Data provided:

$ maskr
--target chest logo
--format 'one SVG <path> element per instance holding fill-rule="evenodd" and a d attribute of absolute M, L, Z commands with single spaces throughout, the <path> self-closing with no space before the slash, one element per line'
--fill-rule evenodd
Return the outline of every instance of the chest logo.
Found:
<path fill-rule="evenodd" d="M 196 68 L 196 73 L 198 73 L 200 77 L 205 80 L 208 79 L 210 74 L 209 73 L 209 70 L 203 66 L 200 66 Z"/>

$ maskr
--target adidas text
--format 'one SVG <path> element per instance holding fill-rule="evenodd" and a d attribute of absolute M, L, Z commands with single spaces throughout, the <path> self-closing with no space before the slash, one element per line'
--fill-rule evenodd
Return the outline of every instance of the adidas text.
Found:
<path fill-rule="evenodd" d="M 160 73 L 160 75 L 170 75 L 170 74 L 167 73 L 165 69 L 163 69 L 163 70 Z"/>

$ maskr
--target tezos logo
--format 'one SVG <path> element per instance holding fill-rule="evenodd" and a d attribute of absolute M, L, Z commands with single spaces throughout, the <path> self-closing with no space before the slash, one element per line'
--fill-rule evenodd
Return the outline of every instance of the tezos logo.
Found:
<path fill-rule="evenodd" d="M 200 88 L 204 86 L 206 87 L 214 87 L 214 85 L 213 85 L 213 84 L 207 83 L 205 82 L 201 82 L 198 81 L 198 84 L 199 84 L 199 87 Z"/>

Exercise requirements:
Count the lines in the items above that contain the word "every" and reply with only that number.

Response to the exercise:
3